# Help.. The Instrument Panel has gone crazy



## ightenhill (Feb 25, 2016)

My wife's pride and joy her TT 2012 started up fine this morning but the Rev and Speed and Fuel and Temp have stopped working and a lot of lights are showing on the instrument panel and whilst the indicators light up they make no noise. Other than that it still seems to be driving fine.

The model is a 2012 Diesel Automatic quattro and after attaching a borrowed VAG I get the following that wont clear.

U015500 "LOst Communication with instrument cluster control module"

00447 Excessive Voltage

00532 Supply Voltage Exceeded


----------



## the_dixtar (Mar 26, 2012)

I'd start off by checking all the fuses personally, could be something simple.


----------



## ightenhill (Feb 25, 2016)

Have already run through the fuses and they seem "visibly" fine


----------



## Hoggy (May 8, 2002)

Hi, Instrument cluster fuse is No.33.
Excessive voltage could be alternator Volt Reg playing up or poor connections at battery/alternator.
Hoggy.


----------



## rajanm1 (Feb 1, 2014)

It'll still be under warranty if it's a 14 plate won't it?
Try and take it to a dealer ASAP.


----------



## ightenhill (Feb 25, 2016)

rajanm1 said:


> It'll still be under warranty if it's a 14 plate won't it?
> Try and take it to a dealer ASAP.

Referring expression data

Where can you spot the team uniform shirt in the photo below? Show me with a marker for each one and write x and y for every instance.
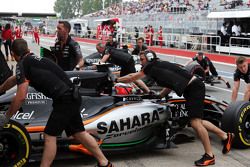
(38, 72)
(137, 49)
(168, 75)
(69, 55)
(239, 75)
(121, 58)
(113, 44)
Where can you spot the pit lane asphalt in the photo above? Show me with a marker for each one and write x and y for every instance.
(186, 153)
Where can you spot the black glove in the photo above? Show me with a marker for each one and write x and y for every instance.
(154, 95)
(3, 120)
(152, 92)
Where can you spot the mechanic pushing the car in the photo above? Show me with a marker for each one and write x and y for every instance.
(67, 51)
(47, 77)
(139, 46)
(172, 77)
(123, 59)
(242, 72)
(208, 66)
(117, 57)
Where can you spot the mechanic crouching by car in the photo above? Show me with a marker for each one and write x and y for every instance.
(67, 51)
(172, 77)
(117, 57)
(46, 77)
(121, 58)
(208, 66)
(139, 46)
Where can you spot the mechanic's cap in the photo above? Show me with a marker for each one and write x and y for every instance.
(19, 47)
(150, 55)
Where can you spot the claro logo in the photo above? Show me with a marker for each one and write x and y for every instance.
(22, 116)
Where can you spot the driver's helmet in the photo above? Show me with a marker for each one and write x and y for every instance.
(123, 89)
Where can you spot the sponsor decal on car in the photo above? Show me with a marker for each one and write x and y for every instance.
(130, 123)
(35, 99)
(23, 116)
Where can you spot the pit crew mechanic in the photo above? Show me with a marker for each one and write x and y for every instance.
(117, 57)
(67, 51)
(172, 77)
(242, 72)
(139, 46)
(203, 61)
(208, 66)
(39, 73)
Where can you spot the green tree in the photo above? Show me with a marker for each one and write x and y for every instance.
(75, 8)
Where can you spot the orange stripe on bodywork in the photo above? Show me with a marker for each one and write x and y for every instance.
(173, 101)
(35, 129)
(182, 100)
(82, 149)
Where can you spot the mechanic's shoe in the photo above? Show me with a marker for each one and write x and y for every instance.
(205, 160)
(228, 85)
(108, 165)
(227, 144)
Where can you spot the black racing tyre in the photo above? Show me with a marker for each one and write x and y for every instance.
(15, 145)
(195, 69)
(236, 119)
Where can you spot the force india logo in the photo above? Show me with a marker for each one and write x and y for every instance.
(128, 123)
(35, 98)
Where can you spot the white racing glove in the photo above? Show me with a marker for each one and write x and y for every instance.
(3, 120)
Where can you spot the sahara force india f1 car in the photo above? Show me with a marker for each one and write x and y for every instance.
(118, 122)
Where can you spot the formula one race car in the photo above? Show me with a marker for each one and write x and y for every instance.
(118, 122)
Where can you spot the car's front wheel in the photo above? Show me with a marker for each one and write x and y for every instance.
(236, 119)
(15, 145)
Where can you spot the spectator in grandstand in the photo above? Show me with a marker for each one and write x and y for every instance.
(7, 40)
(160, 36)
(1, 40)
(229, 28)
(36, 35)
(223, 29)
(18, 32)
(89, 31)
(235, 31)
(67, 51)
(242, 72)
(111, 42)
(208, 66)
(136, 33)
(151, 32)
(139, 47)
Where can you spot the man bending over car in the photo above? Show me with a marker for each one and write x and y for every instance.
(208, 66)
(172, 77)
(47, 77)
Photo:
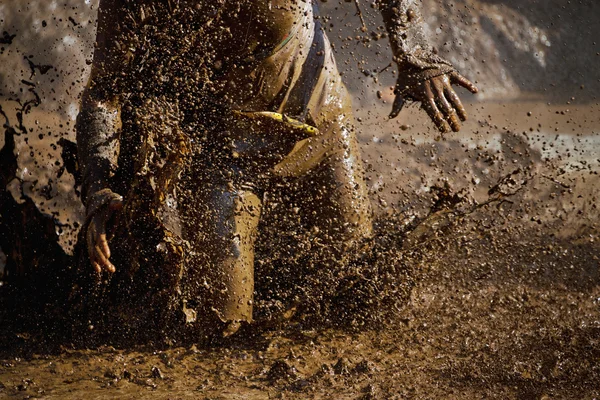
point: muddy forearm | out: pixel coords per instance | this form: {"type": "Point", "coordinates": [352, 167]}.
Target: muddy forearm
{"type": "Point", "coordinates": [411, 49]}
{"type": "Point", "coordinates": [98, 128]}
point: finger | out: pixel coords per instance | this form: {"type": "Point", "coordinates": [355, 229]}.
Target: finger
{"type": "Point", "coordinates": [464, 82]}
{"type": "Point", "coordinates": [432, 110]}
{"type": "Point", "coordinates": [398, 106]}
{"type": "Point", "coordinates": [455, 100]}
{"type": "Point", "coordinates": [96, 266]}
{"type": "Point", "coordinates": [445, 106]}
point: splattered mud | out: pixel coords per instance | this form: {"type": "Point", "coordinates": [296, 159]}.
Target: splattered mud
{"type": "Point", "coordinates": [505, 299]}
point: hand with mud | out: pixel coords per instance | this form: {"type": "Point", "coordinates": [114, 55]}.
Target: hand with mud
{"type": "Point", "coordinates": [437, 98]}
{"type": "Point", "coordinates": [99, 233]}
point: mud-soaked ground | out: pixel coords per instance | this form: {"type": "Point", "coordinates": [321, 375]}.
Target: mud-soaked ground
{"type": "Point", "coordinates": [506, 303]}
{"type": "Point", "coordinates": [495, 316]}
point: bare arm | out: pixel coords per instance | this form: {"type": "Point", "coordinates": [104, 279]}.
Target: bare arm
{"type": "Point", "coordinates": [98, 129]}
{"type": "Point", "coordinates": [423, 75]}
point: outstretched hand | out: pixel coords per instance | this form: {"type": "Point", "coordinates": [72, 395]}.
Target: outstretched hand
{"type": "Point", "coordinates": [97, 237]}
{"type": "Point", "coordinates": [437, 98]}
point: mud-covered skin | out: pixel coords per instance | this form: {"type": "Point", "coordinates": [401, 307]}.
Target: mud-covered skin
{"type": "Point", "coordinates": [202, 62]}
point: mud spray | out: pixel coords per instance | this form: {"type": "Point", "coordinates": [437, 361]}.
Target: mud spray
{"type": "Point", "coordinates": [481, 280]}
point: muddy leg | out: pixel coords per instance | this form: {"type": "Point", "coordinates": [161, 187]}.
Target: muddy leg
{"type": "Point", "coordinates": [222, 230]}
{"type": "Point", "coordinates": [334, 200]}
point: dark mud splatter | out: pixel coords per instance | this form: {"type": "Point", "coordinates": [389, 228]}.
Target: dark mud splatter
{"type": "Point", "coordinates": [455, 297]}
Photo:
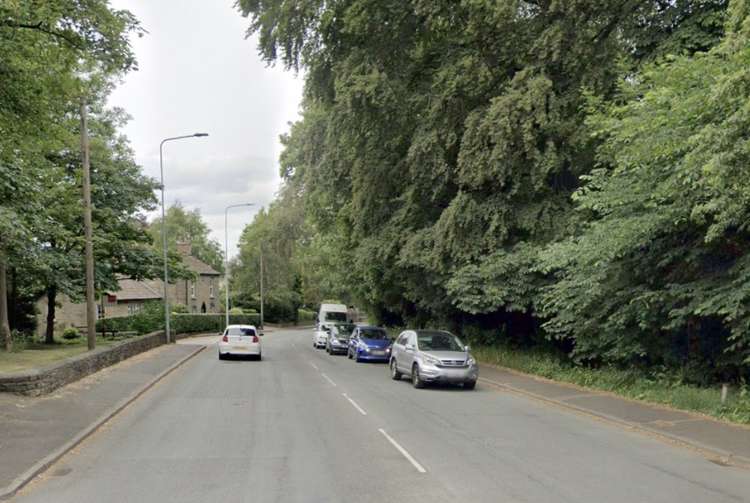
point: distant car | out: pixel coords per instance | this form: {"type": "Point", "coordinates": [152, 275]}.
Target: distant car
{"type": "Point", "coordinates": [320, 338]}
{"type": "Point", "coordinates": [369, 343]}
{"type": "Point", "coordinates": [330, 315]}
{"type": "Point", "coordinates": [240, 340]}
{"type": "Point", "coordinates": [338, 338]}
{"type": "Point", "coordinates": [433, 356]}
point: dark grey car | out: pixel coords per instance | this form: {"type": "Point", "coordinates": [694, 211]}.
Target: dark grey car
{"type": "Point", "coordinates": [433, 356]}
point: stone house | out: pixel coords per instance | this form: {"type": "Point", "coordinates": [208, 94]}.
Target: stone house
{"type": "Point", "coordinates": [200, 295]}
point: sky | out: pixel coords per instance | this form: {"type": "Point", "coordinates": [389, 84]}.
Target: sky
{"type": "Point", "coordinates": [198, 73]}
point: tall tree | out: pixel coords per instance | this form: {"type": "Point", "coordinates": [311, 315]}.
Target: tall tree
{"type": "Point", "coordinates": [188, 227]}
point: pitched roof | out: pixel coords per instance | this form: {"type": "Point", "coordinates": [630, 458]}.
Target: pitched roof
{"type": "Point", "coordinates": [131, 289]}
{"type": "Point", "coordinates": [198, 266]}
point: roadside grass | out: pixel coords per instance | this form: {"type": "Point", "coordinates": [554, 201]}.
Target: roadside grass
{"type": "Point", "coordinates": [661, 387]}
{"type": "Point", "coordinates": [34, 354]}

_Task item A_
Answer these from the instrument panel thread:
(i) What model of TT does the first post describe?
(ii) Which fuse number does Hoggy give for the instrument cluster?
(iii) What does the_dixtar suggest checking first?
_Task item B_
List each fault code in the instrument panel thread with the description given for it.
Nothing in the listing is needed for this work.

_Written solution A_
(i) A 2012 Diesel Automatic quattro.
(ii) No. 33.
(iii) All the fuses.

_Written solution B_
U015500: "LOst Communication with instrument cluster control module"
00447: Excessive Voltage
00532: Supply Voltage Exceeded